Tally the lines below that contain the word "running", then give the tally and nothing more.

┌────────

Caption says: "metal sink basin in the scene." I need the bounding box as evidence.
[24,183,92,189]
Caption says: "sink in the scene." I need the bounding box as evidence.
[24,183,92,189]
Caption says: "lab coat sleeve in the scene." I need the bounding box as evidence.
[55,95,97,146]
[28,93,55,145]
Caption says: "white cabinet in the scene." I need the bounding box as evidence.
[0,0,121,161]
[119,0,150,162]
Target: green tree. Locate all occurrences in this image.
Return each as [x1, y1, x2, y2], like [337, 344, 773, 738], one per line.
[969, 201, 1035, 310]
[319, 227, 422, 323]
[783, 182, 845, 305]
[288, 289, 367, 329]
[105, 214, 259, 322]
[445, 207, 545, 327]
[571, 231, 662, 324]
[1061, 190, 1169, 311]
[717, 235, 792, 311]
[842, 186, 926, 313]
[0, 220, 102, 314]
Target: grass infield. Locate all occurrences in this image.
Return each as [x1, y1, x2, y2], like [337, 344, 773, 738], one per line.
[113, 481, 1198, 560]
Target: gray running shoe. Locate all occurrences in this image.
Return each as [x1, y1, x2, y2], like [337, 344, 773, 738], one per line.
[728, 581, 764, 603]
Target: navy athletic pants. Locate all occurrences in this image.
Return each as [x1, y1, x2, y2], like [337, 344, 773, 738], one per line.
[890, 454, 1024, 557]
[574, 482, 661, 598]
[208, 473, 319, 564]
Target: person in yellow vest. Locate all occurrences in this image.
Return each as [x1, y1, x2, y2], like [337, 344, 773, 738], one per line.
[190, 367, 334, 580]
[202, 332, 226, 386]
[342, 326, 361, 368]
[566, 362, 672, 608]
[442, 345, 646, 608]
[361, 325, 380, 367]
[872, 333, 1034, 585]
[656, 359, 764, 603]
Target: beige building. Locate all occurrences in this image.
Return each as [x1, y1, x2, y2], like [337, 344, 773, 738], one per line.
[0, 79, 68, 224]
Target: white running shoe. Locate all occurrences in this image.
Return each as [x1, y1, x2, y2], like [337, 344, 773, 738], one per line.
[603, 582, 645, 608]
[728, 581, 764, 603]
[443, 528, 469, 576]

└────────

◆ **Written solution**: 2